==== 原文 ====

画出所有2000年以后上映影片的评分数的直方图,其中横坐标为对数尺度表示访问量,纵坐标为平方根尺度表示域名的数量。
> ggplot(data1, aes(x = CountGrade)) + geom_histogram(aes(fill = ..count..)) +
+ scale_fill_gradient("Count", low = "green", high = "red") + scale_x_log10()
stat_bin: binwidth defaulted to range/30. Use 'binwidth = x' to adjust this.
c. 画出平均评分前5的影片评分的分布柱状图
画出平均评分前5的影片评分的分布柱状图,其中横坐标表示不同影片,纵坐标为对数尺度表示评分的累积百分比,颜色表示不同评分。
> data2 <- read.table("D:/workspace/2.csv", sep = "\t")
> names(data2) <- c("Title", "MovieId", "Grade")
> data2$Grade <- as.factor(data2$Grade)
> ggplot(data2, aes(x = Title, fill = Grade)) + geom_bar(position = "fill") +
+ scale_y_log10()
d. 画出平均评分前5的影片的在上映第一年每周的平均评分、评分标准差和评分数
画出平均评分前5的影片的在上映第一年每周的平均评分、评分标准差和评分数,其中横坐标表示距离影片收到第一条评分过的周数,纵坐标表示影片的平均评分,线条粗细表示评分数,灰色区域表示影片平均评分的95%置信区间。
> data3 <- read.table("D:/workspace/3.csv", sep = "\t")
> names(data3) <- c("Title", "MovieId", "Day", "AverageGrade", "DevGrade", "CountGrade")

====

> **题目**:
**a)** 请根据原文回答:
(i) 平均评分前5的影片评分分布柱状图中,颜色表示什么?
(ii) data2 被命名的三个列名分别是什么?
(iii) 上映第一年每周评分的图中,线条粗细表示什么?
**b)** 判断下列说法是否与原文相符,回答“是”或“否”,并引用原文中起决定作用的字句:
(i) 评分数直方图的代码把横轴设为对数尺度。
(ii) 读取 3.csv 时使用逗号作为分隔符。
(iii) 第d题图中的灰色区域表示影片平均评分的90%置信区间。
**c)** 从最后一行往下续写这段关于影片评分绘图的原文。
本练习用不到这些数据。

==== 数据条目 ====

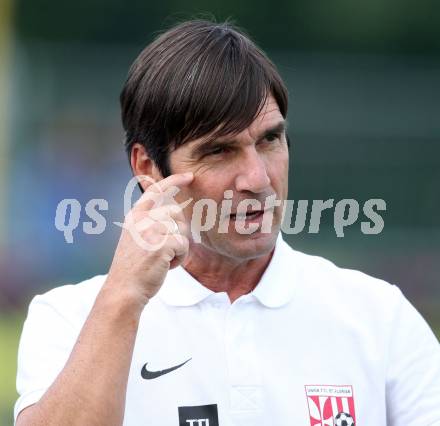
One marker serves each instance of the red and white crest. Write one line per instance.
(327, 401)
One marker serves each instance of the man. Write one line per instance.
(237, 328)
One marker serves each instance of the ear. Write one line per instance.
(142, 164)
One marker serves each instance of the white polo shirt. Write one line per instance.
(311, 342)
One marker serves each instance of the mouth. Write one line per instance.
(250, 216)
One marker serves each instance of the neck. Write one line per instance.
(222, 274)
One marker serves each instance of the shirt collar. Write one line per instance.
(275, 288)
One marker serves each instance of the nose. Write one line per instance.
(252, 174)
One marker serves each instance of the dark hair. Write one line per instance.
(197, 78)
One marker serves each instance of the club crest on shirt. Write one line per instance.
(331, 405)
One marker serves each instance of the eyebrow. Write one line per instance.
(207, 146)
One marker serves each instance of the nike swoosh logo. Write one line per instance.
(148, 375)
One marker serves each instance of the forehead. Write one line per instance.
(268, 116)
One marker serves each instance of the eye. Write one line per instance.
(272, 137)
(218, 150)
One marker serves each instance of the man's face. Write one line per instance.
(252, 165)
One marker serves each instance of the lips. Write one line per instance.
(255, 214)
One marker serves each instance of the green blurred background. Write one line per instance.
(364, 119)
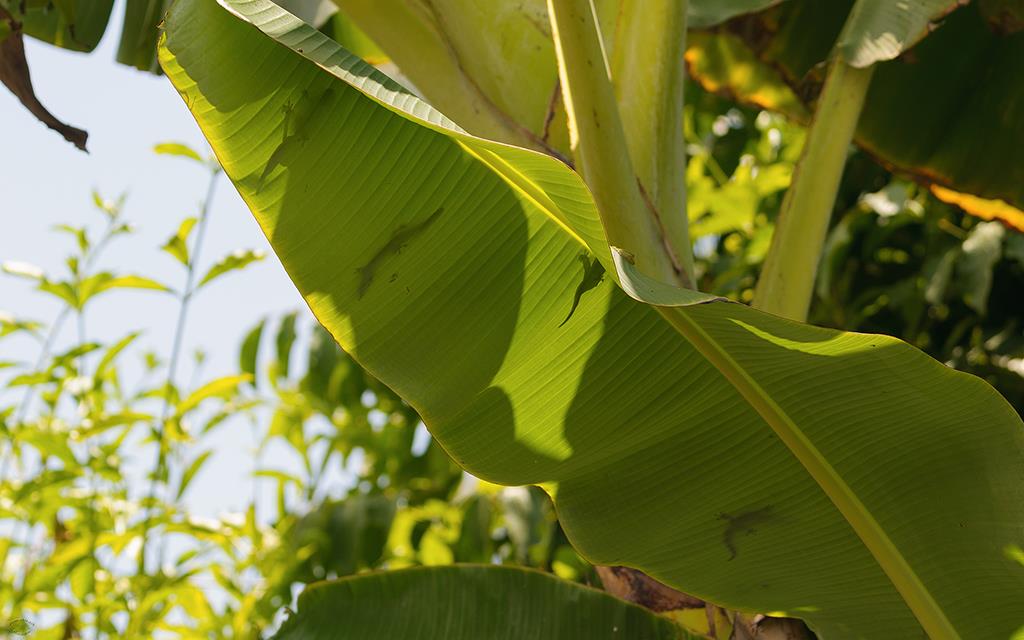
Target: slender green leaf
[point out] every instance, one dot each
(114, 351)
(177, 148)
(215, 388)
(284, 342)
(250, 349)
(704, 443)
(237, 260)
(468, 602)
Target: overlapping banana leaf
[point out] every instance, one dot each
(468, 602)
(949, 112)
(758, 463)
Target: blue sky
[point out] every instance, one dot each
(46, 181)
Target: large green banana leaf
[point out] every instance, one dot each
(758, 463)
(468, 602)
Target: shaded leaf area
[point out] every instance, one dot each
(947, 112)
(15, 76)
(471, 603)
(602, 411)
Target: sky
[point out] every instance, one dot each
(46, 181)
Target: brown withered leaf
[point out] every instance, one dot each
(14, 74)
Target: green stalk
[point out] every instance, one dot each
(648, 73)
(599, 140)
(786, 282)
(160, 432)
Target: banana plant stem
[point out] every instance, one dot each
(786, 281)
(648, 73)
(599, 140)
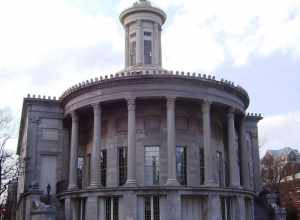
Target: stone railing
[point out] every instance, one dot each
(145, 72)
(40, 97)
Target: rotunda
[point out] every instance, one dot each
(148, 143)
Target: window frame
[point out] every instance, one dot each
(155, 173)
(182, 173)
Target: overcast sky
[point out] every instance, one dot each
(48, 45)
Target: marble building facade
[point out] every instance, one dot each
(142, 144)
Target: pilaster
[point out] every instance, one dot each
(171, 139)
(244, 155)
(131, 167)
(209, 150)
(74, 152)
(96, 146)
(91, 208)
(214, 207)
(139, 43)
(233, 153)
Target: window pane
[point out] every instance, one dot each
(148, 51)
(156, 211)
(151, 169)
(122, 165)
(80, 163)
(181, 165)
(132, 53)
(202, 174)
(147, 208)
(115, 208)
(107, 208)
(103, 167)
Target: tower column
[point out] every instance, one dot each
(209, 150)
(131, 177)
(172, 180)
(139, 43)
(73, 152)
(96, 146)
(244, 155)
(233, 151)
(126, 46)
(156, 51)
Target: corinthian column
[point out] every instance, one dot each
(96, 146)
(131, 177)
(233, 151)
(139, 43)
(126, 46)
(172, 180)
(209, 150)
(73, 152)
(244, 155)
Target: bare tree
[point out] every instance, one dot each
(8, 160)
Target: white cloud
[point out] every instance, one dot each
(206, 34)
(47, 46)
(280, 131)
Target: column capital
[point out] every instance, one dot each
(131, 104)
(96, 108)
(139, 23)
(231, 112)
(206, 105)
(171, 101)
(74, 116)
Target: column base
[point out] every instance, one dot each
(130, 183)
(93, 186)
(211, 185)
(236, 186)
(72, 187)
(172, 182)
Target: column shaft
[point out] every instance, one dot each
(91, 208)
(209, 150)
(131, 177)
(156, 55)
(241, 207)
(172, 179)
(127, 46)
(139, 43)
(73, 152)
(233, 151)
(214, 207)
(244, 156)
(96, 146)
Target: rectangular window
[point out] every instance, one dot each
(151, 172)
(81, 209)
(122, 165)
(151, 208)
(148, 51)
(220, 168)
(132, 52)
(225, 208)
(80, 163)
(181, 165)
(202, 166)
(133, 35)
(111, 208)
(88, 169)
(103, 165)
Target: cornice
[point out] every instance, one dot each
(139, 76)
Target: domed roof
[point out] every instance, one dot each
(143, 6)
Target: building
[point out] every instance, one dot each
(283, 166)
(139, 143)
(11, 200)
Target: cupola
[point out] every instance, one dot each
(143, 24)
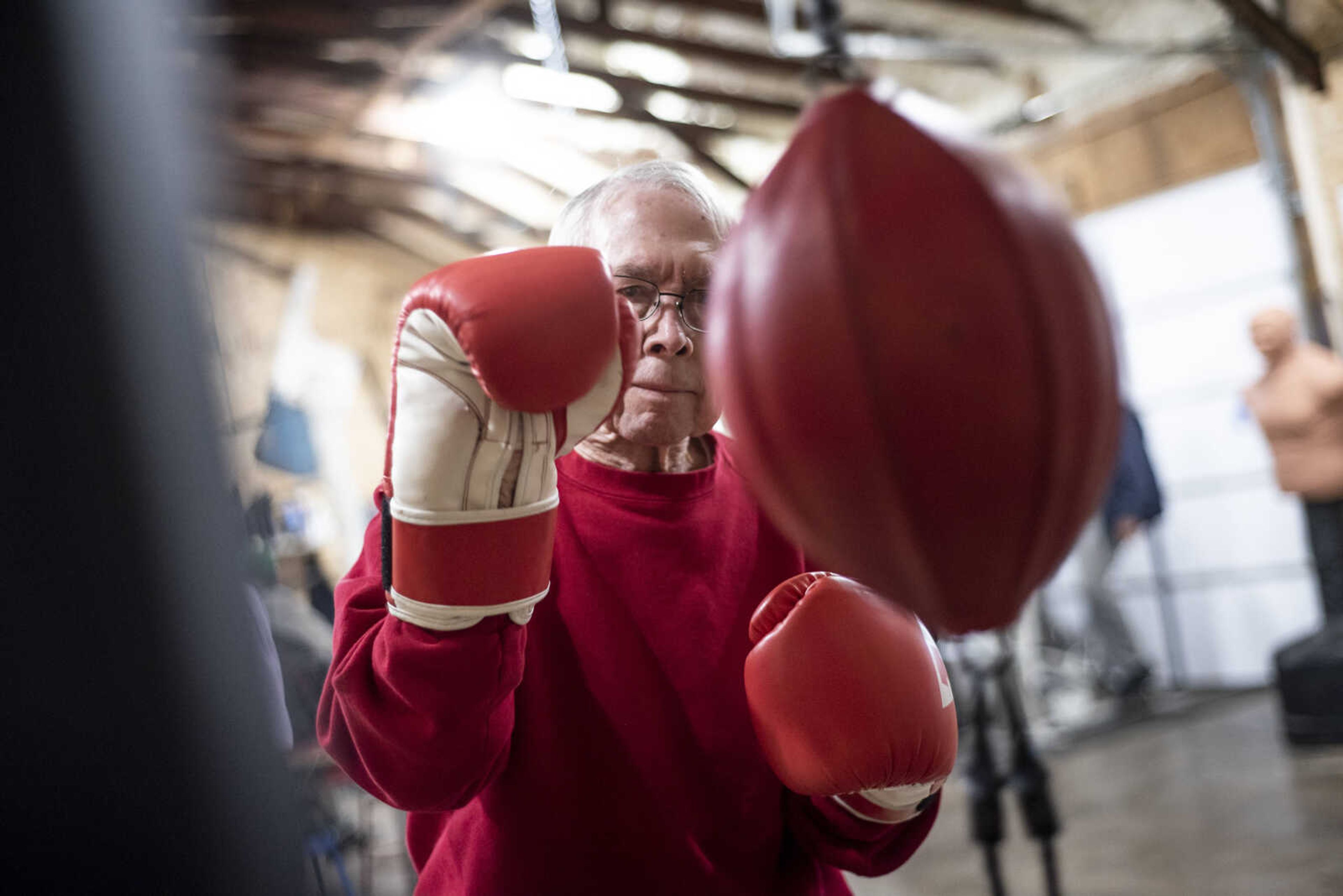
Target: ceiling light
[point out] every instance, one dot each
(652, 64)
(559, 88)
(673, 107)
(534, 45)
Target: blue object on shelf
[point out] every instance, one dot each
(286, 441)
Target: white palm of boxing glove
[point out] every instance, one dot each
(503, 363)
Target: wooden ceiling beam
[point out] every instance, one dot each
(1279, 38)
(642, 88)
(299, 175)
(755, 62)
(1005, 8)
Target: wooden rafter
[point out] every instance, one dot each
(1279, 38)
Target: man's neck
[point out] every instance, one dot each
(609, 449)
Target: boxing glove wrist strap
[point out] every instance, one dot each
(449, 577)
(454, 618)
(890, 805)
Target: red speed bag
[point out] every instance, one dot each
(916, 362)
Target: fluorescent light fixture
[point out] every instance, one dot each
(652, 64)
(559, 88)
(669, 107)
(534, 45)
(1041, 108)
(673, 107)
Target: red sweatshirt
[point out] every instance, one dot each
(606, 746)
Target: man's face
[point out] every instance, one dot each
(1272, 332)
(660, 236)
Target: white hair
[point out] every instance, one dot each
(577, 222)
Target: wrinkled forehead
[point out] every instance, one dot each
(1274, 322)
(649, 225)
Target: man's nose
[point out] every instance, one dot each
(665, 334)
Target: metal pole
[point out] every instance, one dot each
(1256, 84)
(1166, 601)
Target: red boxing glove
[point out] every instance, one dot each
(916, 363)
(849, 698)
(503, 363)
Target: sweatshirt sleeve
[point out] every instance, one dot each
(852, 844)
(420, 719)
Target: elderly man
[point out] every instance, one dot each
(598, 741)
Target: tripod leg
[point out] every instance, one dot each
(1028, 777)
(985, 785)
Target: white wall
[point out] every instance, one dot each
(1186, 271)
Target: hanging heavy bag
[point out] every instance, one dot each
(916, 362)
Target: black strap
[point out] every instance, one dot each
(387, 543)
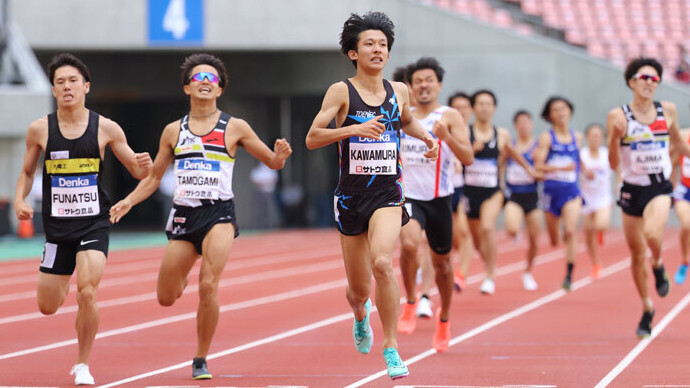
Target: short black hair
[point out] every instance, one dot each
(546, 112)
(66, 59)
(399, 74)
(427, 63)
(355, 24)
(635, 65)
(197, 59)
(459, 95)
(476, 94)
(520, 113)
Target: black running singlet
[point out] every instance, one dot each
(367, 163)
(74, 199)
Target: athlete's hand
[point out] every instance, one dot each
(282, 149)
(371, 129)
(477, 145)
(432, 144)
(441, 130)
(23, 210)
(119, 210)
(619, 128)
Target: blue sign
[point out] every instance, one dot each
(176, 22)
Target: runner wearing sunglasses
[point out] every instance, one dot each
(203, 145)
(76, 204)
(641, 134)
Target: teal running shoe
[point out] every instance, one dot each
(681, 274)
(396, 368)
(362, 333)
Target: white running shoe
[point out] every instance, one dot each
(424, 308)
(488, 287)
(528, 282)
(82, 375)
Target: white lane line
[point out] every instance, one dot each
(670, 316)
(545, 258)
(503, 318)
(329, 265)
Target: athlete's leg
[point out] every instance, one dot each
(51, 292)
(384, 229)
(533, 221)
(410, 237)
(488, 214)
(634, 235)
(655, 216)
(90, 267)
(178, 260)
(571, 214)
(512, 218)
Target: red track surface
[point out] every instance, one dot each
(285, 322)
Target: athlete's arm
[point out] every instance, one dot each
(250, 141)
(509, 151)
(335, 103)
(453, 130)
(138, 164)
(673, 130)
(615, 126)
(150, 183)
(409, 125)
(36, 137)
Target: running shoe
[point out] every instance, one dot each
(396, 367)
(362, 333)
(199, 369)
(82, 376)
(424, 308)
(661, 280)
(528, 281)
(458, 281)
(442, 335)
(408, 321)
(681, 274)
(596, 272)
(488, 287)
(567, 283)
(644, 329)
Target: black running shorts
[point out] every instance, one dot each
(60, 257)
(354, 209)
(436, 218)
(193, 223)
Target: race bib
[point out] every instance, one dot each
(560, 175)
(74, 196)
(517, 176)
(374, 157)
(482, 173)
(412, 151)
(197, 179)
(648, 157)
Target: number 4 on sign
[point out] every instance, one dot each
(175, 20)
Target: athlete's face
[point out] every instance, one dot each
(644, 87)
(484, 107)
(204, 89)
(524, 125)
(595, 137)
(425, 86)
(372, 50)
(69, 88)
(560, 113)
(463, 106)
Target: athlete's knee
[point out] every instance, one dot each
(382, 268)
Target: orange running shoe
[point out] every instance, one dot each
(596, 271)
(458, 281)
(442, 334)
(408, 319)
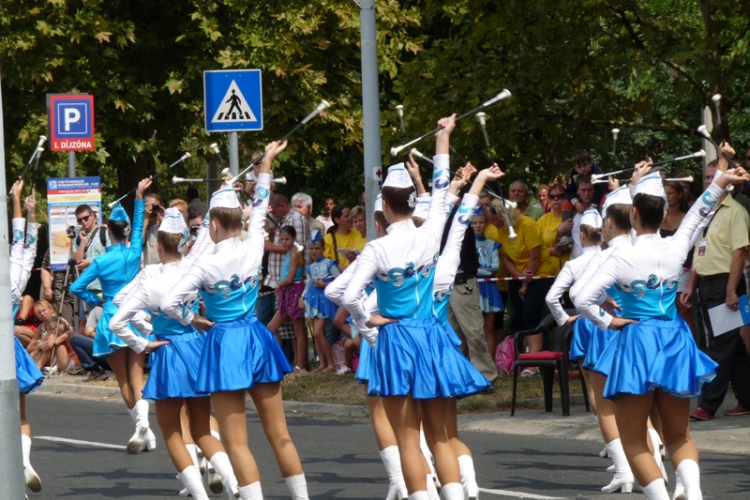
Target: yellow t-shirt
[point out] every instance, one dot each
(517, 249)
(352, 242)
(491, 234)
(548, 225)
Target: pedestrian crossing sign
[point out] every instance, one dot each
(233, 100)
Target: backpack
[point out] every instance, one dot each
(505, 355)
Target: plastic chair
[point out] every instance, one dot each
(546, 361)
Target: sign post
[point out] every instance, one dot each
(233, 102)
(71, 125)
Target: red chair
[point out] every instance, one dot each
(546, 361)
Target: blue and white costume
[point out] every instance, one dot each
(22, 254)
(173, 366)
(414, 355)
(488, 252)
(316, 303)
(658, 351)
(114, 269)
(570, 274)
(240, 351)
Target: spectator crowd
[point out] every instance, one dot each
(510, 256)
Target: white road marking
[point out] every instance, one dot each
(83, 443)
(516, 494)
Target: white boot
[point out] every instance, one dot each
(136, 441)
(251, 491)
(392, 462)
(32, 479)
(656, 490)
(689, 474)
(193, 482)
(679, 489)
(468, 477)
(223, 467)
(432, 492)
(623, 479)
(656, 443)
(452, 491)
(297, 487)
(427, 454)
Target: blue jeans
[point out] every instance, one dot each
(84, 348)
(265, 308)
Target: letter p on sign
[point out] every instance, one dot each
(72, 115)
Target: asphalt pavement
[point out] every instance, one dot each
(339, 457)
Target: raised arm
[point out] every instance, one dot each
(255, 232)
(130, 301)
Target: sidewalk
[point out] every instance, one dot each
(722, 434)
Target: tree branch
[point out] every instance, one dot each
(695, 83)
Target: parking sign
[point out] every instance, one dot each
(71, 122)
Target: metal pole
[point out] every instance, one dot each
(71, 163)
(234, 154)
(11, 473)
(370, 109)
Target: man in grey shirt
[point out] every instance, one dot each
(91, 242)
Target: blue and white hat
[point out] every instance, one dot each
(225, 198)
(398, 177)
(591, 218)
(620, 196)
(118, 214)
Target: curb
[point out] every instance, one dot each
(334, 410)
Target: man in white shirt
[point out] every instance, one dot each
(585, 193)
(325, 218)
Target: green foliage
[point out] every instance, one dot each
(577, 68)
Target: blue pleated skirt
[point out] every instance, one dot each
(489, 297)
(655, 353)
(597, 344)
(416, 356)
(237, 355)
(582, 331)
(365, 362)
(105, 340)
(317, 305)
(174, 367)
(28, 375)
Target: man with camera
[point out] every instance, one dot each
(92, 241)
(154, 215)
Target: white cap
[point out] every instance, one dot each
(422, 208)
(226, 198)
(398, 177)
(378, 203)
(620, 196)
(652, 184)
(591, 218)
(173, 222)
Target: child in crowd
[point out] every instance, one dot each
(490, 301)
(289, 294)
(583, 165)
(317, 307)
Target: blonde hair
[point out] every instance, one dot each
(181, 205)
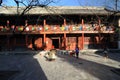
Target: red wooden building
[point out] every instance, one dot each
(58, 27)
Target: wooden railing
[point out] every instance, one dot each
(50, 29)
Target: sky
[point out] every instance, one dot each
(103, 3)
(67, 3)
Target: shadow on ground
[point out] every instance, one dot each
(99, 71)
(20, 67)
(112, 54)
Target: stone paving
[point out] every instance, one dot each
(89, 66)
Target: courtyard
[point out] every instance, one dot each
(31, 65)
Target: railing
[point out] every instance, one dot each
(87, 28)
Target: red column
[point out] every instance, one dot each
(65, 41)
(8, 23)
(64, 22)
(82, 34)
(44, 23)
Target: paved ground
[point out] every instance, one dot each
(89, 66)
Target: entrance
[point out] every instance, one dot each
(55, 43)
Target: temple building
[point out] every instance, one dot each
(58, 27)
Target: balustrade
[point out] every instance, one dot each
(58, 28)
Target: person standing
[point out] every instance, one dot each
(77, 51)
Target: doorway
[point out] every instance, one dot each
(55, 43)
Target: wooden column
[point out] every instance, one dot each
(99, 22)
(8, 42)
(65, 41)
(26, 40)
(64, 35)
(44, 36)
(26, 22)
(64, 22)
(8, 23)
(82, 34)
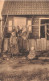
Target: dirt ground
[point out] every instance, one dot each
(22, 69)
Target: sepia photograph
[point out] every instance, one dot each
(24, 40)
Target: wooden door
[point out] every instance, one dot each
(43, 37)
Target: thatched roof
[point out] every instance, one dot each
(25, 7)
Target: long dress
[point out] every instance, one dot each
(14, 44)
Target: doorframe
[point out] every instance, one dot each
(40, 24)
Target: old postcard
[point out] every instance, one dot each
(24, 40)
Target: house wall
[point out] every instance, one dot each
(36, 42)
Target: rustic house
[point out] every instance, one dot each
(34, 14)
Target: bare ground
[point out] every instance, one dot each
(22, 69)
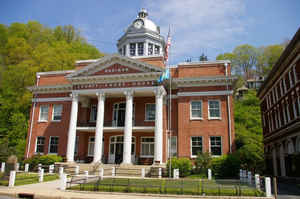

====

> **答案**:
**a)**
(i) 不同评分。
(ii) Title、MovieId、Grade。
(iii) 评分数。

**b)**
(i) 是。“scale_x_log10()”
(ii) 否。“sep = "\t"”
(iii) 否。“灰色区域表示影片平均评分的95%置信区间”

**c)**
> ggplot(data3, aes(x = Day, y = AverageGrade, group = Title)) + geom_smooth(aes(ymin = AverageGrade -
+ 1.96 * DevGrade, ymax = AverageGrade - 1.96 * DevGrade, colour = Title),
+ size = 2) + xlim(0, 45)
geom_smooth: method="auto" and size of largest group is <1000, so using loess. Use 'method = x' to change the smoothing method.
Warning: Removed 2 rows containing missing values (stat_smooth).
Warning: Removed 1 rows containing missing values (stat_smooth).
Warning: Removed 1 rows containing missing values (stat_smooth).
Warning: Removed 7 rows containing missing values (stat_smooth).
Warning: Removed 1 rows containing missing values (stat_smooth).
e. 画出所有用户平均评分和评分数的直方图
画出所有用户平均评分的直方图,其中横坐标表示平均评分,纵坐标表示用户的数量。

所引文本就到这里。